- _Stated problem_: The records that follow are to be transcribed in full, without their images.

(begin)

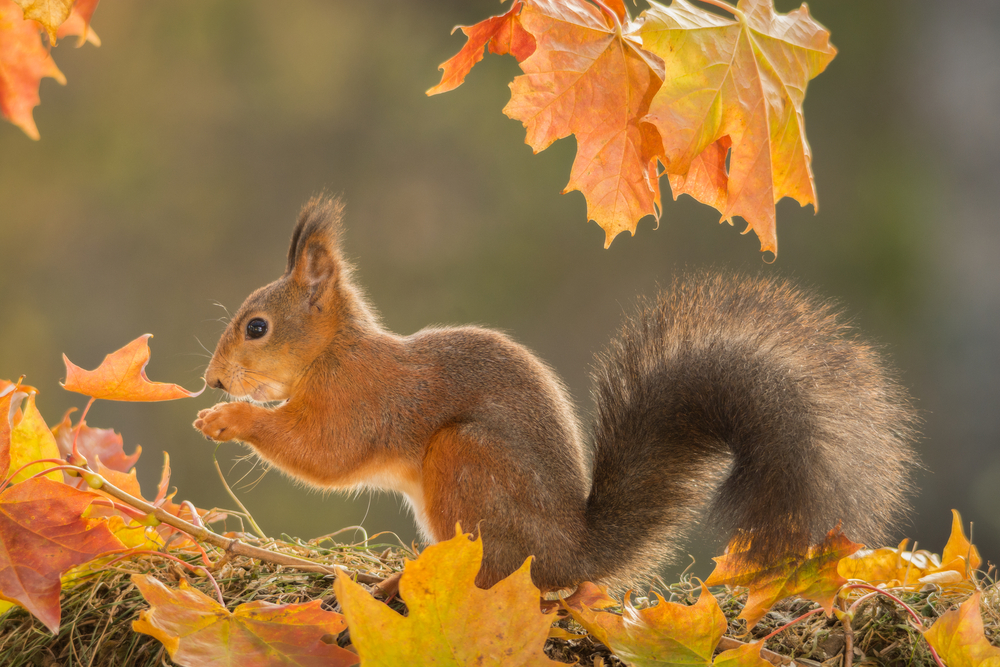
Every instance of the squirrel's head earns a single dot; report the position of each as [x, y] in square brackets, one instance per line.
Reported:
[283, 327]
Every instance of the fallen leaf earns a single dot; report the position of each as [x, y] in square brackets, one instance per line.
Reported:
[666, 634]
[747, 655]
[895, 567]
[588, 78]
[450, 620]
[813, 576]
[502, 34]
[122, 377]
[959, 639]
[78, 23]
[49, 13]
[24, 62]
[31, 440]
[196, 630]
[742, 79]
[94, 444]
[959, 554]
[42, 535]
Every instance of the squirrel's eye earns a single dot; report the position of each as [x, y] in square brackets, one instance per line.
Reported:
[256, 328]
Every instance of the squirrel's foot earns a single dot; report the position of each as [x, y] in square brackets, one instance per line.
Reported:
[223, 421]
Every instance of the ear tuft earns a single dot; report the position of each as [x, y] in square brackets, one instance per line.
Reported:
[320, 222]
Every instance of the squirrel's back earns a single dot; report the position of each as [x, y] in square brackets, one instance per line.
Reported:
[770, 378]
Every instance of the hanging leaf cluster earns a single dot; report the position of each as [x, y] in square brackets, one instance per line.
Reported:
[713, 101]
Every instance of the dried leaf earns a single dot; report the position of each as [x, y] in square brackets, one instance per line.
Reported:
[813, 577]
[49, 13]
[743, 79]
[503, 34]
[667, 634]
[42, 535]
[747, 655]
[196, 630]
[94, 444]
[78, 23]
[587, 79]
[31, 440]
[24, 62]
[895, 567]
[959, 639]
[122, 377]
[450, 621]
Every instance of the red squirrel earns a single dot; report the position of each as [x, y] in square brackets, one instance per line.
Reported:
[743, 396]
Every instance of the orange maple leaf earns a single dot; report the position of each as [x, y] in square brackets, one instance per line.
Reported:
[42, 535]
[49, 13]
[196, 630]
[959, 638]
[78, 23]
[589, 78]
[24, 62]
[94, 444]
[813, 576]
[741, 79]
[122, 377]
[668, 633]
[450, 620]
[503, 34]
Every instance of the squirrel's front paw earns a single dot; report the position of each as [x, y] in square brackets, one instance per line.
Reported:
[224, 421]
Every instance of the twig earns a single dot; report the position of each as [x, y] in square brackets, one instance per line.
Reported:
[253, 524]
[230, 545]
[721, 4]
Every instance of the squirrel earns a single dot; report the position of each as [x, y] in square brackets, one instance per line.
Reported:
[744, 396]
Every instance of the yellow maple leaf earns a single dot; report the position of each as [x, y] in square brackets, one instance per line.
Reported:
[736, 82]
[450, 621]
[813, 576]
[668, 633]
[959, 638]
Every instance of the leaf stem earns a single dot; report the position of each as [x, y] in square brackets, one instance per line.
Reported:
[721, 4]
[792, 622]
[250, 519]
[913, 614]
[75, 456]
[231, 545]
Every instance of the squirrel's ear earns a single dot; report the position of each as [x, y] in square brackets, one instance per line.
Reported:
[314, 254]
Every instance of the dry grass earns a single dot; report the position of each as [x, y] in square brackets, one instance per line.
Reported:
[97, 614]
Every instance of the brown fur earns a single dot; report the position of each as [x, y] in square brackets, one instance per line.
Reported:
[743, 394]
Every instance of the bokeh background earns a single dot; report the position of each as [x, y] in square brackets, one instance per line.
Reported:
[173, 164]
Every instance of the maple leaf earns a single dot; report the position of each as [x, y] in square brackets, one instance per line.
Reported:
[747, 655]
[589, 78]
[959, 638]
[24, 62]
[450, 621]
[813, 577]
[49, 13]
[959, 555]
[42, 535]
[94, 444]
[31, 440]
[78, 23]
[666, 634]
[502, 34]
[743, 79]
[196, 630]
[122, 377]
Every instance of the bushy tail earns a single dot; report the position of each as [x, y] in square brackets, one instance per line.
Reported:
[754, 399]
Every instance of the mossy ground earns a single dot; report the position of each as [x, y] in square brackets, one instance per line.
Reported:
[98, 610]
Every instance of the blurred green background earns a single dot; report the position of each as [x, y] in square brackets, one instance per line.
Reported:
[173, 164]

(end)

- _Result for this task_:
Every instance of the squirrel's head earns a single dot; report the position of each as [x, y] in square brackets, one instance per line.
Reported:
[283, 327]
Every instance of the fallen leaf earns a single dot; report the position of each as [x, y] in square brackets, one instance per line.
Reported:
[666, 634]
[747, 655]
[895, 567]
[588, 78]
[450, 620]
[813, 576]
[502, 34]
[122, 377]
[959, 639]
[78, 23]
[49, 13]
[24, 62]
[31, 440]
[196, 630]
[742, 79]
[94, 444]
[959, 554]
[42, 535]
Every instance of the squirrel's eye earns a single dot; report the position of each as [x, y] in square brackets, one instance per line.
Reported:
[256, 328]
Every instance of the squirrel's foot earns a single dot; report the position of each as [x, y] in square brackets, one instance per line.
Reported:
[223, 421]
Every instance of the ear tuft earns a single dot; report the position of each as [x, y] in square brackets, one instance per line.
Reported:
[320, 222]
Every instance of the squirrel's back earns a single dot; report the position of each as [x, y] in square brackets, one instance per line.
Reported:
[770, 378]
Every instance of the hanging leaf cluster earns a single dot; report the position of each as [x, y] in square brackets, one instance per line.
Reported:
[713, 101]
Every instance of the dried leaf earns a single dot; report the position of each as [x, y] in square brackets, one instance per line.
Reported:
[813, 577]
[49, 13]
[743, 79]
[503, 34]
[667, 634]
[42, 535]
[747, 655]
[196, 630]
[94, 444]
[78, 23]
[587, 79]
[31, 440]
[24, 62]
[895, 567]
[959, 639]
[122, 377]
[450, 621]
Every instance of the red squirrel earns a single dot; report the position of each as [x, y] in square brackets, one instance per line.
Reported:
[743, 396]
Every instance of the orange maple leaf earns a single dot; report the position of each as [x, y] in square brackets, one instance per line.
Reported:
[42, 535]
[49, 13]
[196, 630]
[959, 638]
[78, 23]
[589, 78]
[24, 62]
[94, 444]
[813, 576]
[741, 79]
[122, 377]
[668, 633]
[450, 620]
[503, 34]
Every instance of the squirrel's front paw earns a single dot; report the position of each as [x, y] in square brackets, one instance per line.
Reported:
[224, 421]
Every instance of the twig earns a single dot; report the position of each as [x, y] in square brackets, one instance per line.
Reported:
[253, 524]
[230, 545]
[721, 4]
Every instance of the squirrel earns a single dot; report the position of each as [x, y] in square brackets, one instance per line.
Reported:
[744, 396]
Every instance of the yellow maple leaf earns a single dot; report the position of each as [x, y] in square brackets, one instance per line.
Reported:
[736, 82]
[450, 621]
[813, 576]
[668, 633]
[959, 638]
Every instance of the leaf stem earns a single dot; report the position of each as [x, y] in square brackets, one instance per line.
Reported:
[721, 4]
[792, 622]
[250, 519]
[913, 614]
[75, 456]
[231, 545]
Every instance of the squirrel's ear earns a single dot; report the position of each as [x, y] in square brackets, one instance per line.
Reported:
[314, 254]
Every instance of the dry grass earns a single dot; report the position of each as [x, y] in square brackets, one instance per line.
Reported:
[97, 614]
Every instance of the brown fur earns a single dot; report the position of each as [x, y] in square brackets, one instance per line.
Reported:
[743, 394]
Every instance of the bokeh background earns a single dot; report the position of each as [x, y] in square brackets, one instance per line.
Reported:
[173, 164]
Every instance of the maple leaf earns a single dot; report the position of each as [x, y] in square brackets, one instance per line.
Reported:
[747, 655]
[589, 78]
[959, 638]
[24, 62]
[450, 621]
[813, 577]
[49, 13]
[959, 555]
[42, 535]
[94, 444]
[31, 440]
[78, 23]
[666, 634]
[502, 34]
[743, 79]
[196, 630]
[122, 377]
Every instance of the bushy tail earns a single dot; report the position of each as [x, y] in square brackets, one instance per line.
Reported:
[754, 399]
Every instance of the mossy ground earns a single dot; report the position of each as [x, y] in square brackets, one instance per line.
Reported:
[98, 610]
Every instance of the blurred green background earns a single dot; report the position of each as [x, y] in square brackets, one instance per line.
Reported:
[173, 164]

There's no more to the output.